▸ **SOURCE PASSAGE**
════

They had bundled our words and photographs and some haunting music together to make a ten-minute presentation that basically traced the war from beginning to end – from the first nationalist parades, to the murders of innocents, to the mass graves and the destruction of mosques, villages and cities, and finally to the Dayton Agreement in 1995, which ended the war. It was our way of saying: look, this is how war begins, how it destroys, how it ultimately ends. Nothing good comes from it.

I could not help watching the short film over and over, the way you pick at a wound that hurts, and the more you pick, the more painful and sore it grows, but you continue. And
every time I watched it, tears rolled down my face onto my T-shirt, just as they had that day in the hospital in Aleppo. I felt ashamed of my reaction – after all, I had survived, I had not been ethnically cleansed from my village or been raped or had my parents murdered in front of me – but most of all I felt immense sorrow. We had tried, my colleagues and I and dedicated humanitarians and diplomats, but we had failed to protect the very people we had come to report on, to stop the killing, to somehow not allow this country to be ripped apart, limb from limb, throat, eye, knucklebone.

════

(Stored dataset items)
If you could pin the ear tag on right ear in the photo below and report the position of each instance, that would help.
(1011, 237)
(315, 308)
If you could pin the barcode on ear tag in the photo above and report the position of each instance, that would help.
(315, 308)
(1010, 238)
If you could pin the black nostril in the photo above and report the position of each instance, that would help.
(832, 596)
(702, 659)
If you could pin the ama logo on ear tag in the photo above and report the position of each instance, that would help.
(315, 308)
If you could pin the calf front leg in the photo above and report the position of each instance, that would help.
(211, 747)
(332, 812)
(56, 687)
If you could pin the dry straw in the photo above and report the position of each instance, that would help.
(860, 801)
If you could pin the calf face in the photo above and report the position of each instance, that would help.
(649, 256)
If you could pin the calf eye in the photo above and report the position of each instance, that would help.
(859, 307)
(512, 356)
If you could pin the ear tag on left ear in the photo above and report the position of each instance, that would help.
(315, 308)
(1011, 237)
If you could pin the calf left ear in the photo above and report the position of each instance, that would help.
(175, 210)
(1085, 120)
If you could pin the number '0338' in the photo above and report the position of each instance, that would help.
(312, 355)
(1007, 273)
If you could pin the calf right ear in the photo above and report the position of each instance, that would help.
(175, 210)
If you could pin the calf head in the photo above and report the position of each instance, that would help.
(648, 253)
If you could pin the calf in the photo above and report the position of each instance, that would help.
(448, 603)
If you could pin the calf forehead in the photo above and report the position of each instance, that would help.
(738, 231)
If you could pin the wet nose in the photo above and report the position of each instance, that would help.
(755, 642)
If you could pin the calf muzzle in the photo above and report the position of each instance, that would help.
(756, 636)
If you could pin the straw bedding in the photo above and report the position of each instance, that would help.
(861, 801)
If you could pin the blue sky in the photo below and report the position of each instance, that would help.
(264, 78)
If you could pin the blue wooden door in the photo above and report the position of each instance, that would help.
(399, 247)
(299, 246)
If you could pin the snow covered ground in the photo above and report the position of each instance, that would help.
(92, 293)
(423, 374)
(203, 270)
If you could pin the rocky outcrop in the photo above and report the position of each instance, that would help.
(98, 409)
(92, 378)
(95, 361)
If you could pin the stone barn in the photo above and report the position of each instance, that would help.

════

▸ **TASKS AND EXERCISES**
(A) Return the part of the war memoir passage from "They had bundled" to "comes from it.", word for word.
(B) Carry the war memoir passage further, starting right after its last sentence.

▸ **REPLIES**
(A)
They had bundled our words and photographs and some haunting music together to make a ten-minute presentation that basically traced the war from beginning to end – from the first nationalist parades, to the murders of innocents, to the mass graves and the destruction of mosques, villages and cities, and finally to the Dayton Agreement in 1995, which ended the war. It was our way of saying: look, this is how war begins, how it destroys, how it ultimately ends. Nothing good comes from it.

(B)
21

I swore to myself, after Bosnia, that I would never live through another war that would consume me. I swore that I would not feel again the terrible stirring of guilt so profound – that feeling of
we did nothing
. I wondered sometimes what my life would be like had I never stumbled into a war zone for the first time when I was a very young woman, so young that I was embarrassed to tell my age.

How different my life would have been had I never seen a mass grave or a truck with bodies, all dead, piled one on top of the other, their skin changing from the softness of the living to the leathery skin of the dead. Or a torture cell with the incarcerated's dying wish and last words of love to his family.

But that is not what happens. Perhaps, as the political scientist I studied so diligently as a student, Charles Tilly, wrote, men are inevitably linked to war as a way of state-making. Wars make states – or is it the other way around? Do states make wars?

I have never been very good at theory. But I am good at counting, and attempting to remember those who lived,
who walked the earth, but who fell during the course of the violence that ripped their countries apart.

As I write this, the Syrian war continues and there are nearly 300,000 Syrians dead. The Book of the Dead is not yet finished.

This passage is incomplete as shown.